-- ACTIVITY --
Return the whole listing unchanged. Drop the images.

*** DATA EXTRACT ***

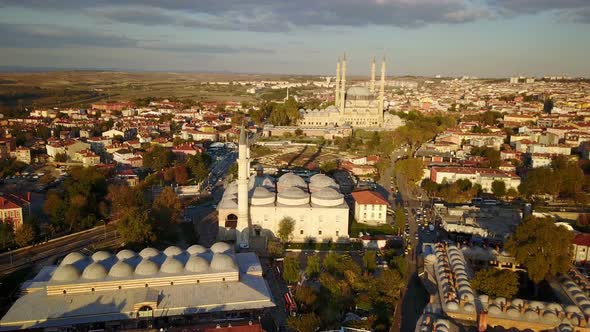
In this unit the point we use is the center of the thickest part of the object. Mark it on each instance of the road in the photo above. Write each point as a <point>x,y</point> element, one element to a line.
<point>12,261</point>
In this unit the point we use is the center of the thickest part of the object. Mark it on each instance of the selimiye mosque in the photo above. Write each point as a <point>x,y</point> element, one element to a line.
<point>355,106</point>
<point>255,204</point>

***

-- RESPONSE BELOW --
In this unit the point we use is the center of the thickest part of the object. Mark it on each instance of the road in the photo above. Write each point as a <point>x,y</point> element, one element to a line.
<point>12,261</point>
In this unit the point we use is the center of the thickest part of the object. Mark it on each instance of the selimiye mosque in the photo above. Write each point as a <point>x,y</point> element, one element to a line.
<point>355,106</point>
<point>255,204</point>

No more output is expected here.